• [PREGUNTAS]
• a. Copia tal cual la parte del texto que va de "En lo económico, aún" a "salir a flote.", ambos incluidos.
• b. Según el texto, ¿por qué conviene adaptarse pronto a los cambios de paradigmas? Responde en una a tres oraciones.

• [FRAGMENTO DEL TEXTO]
☆ ☆ ☆ ☆
Con una estructura federal tampoco le ha ido mal a Alemania, que ha sabido dejar hacer a sus distintos länder y que, desde Berlín, se ha gestionado aquello que entra dentro de sus exclusivas competencias, actuando con total lealtad hacia los gobiernos federados, y les ha apoyado en aquello a lo que no llegan los länder, pero, desde el día 1, la actuación ha ido de abajo a arriba y no al revés. Seguramente, si aquí se hubiese actuado así, hoy las cifras y el desastre serían algo menores.

En lo económico, aún cuando ya podemos hacernos una idea, nos encontraremos con una situación desastrosa, una auténtica devastación como pocas veces antes se ha vivido, y con unos cambios de paradigmas que obligarán a que todos nos reinventemos y asumamos que los primeros años serán de un auténtico proceso de reconstrucción. Lo que había ya no estará y, en cambio, tendremos un aumento significativo de la pobreza, un empobrecimiento general y prolongado en el tiempo, que implicará unos cambios de paradigmas a los que mientras antes nos adaptemos, antes sabremos salir a flote.
☆ ☆ ☆ ☆
• [REGISTROS PROPORCIONADOS]
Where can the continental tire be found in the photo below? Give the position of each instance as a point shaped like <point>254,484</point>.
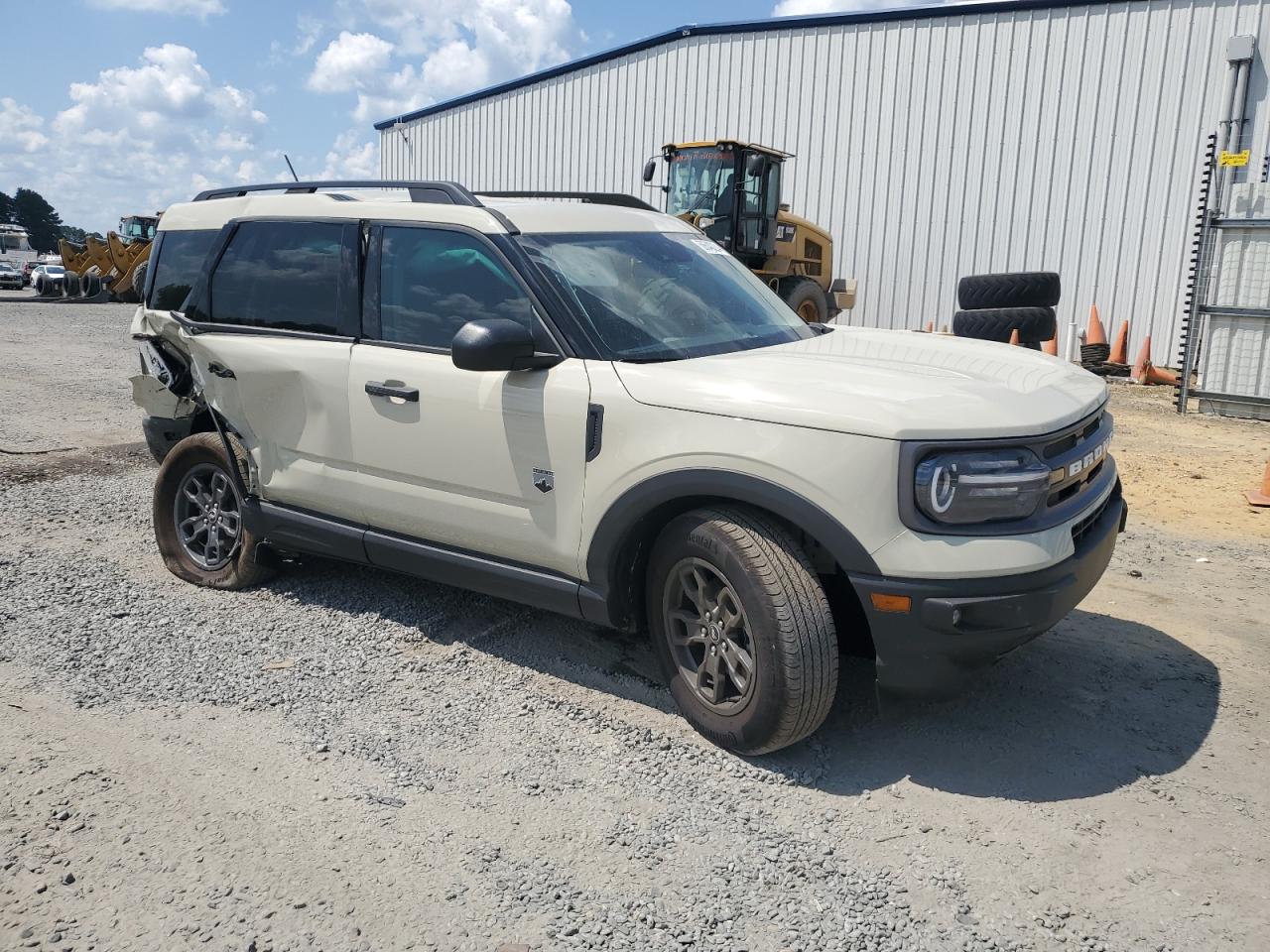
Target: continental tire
<point>1035,325</point>
<point>197,517</point>
<point>806,298</point>
<point>979,293</point>
<point>742,629</point>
☆ ☆ ☆ ☆
• [RESPUESTAS POR TAREA]
• a.
En lo económico, aún cuando ya podemos hacernos una idea, nos encontraremos con una situación desastrosa, una auténtica devastación como pocas veces antes se ha vivido, y con unos cambios de paradigmas que obligarán a que todos nos reinventemos y asumamos que los primeros años serán de un auténtico proceso de reconstrucción. Lo que había ya no estará y, en cambio, tendremos un aumento significativo de la pobreza, un empobrecimiento general y prolongado en el tiempo, que implicará unos cambios de paradigmas a los que mientras antes nos adaptemos, antes sabremos salir a flote.

• b. Conviene adaptarse pronto porque, cuanto antes nos adaptemos a esos cambios, antes sabremos salir a flote. Son cambios que traerá el empobrecimiento general y prolongado en el tiempo.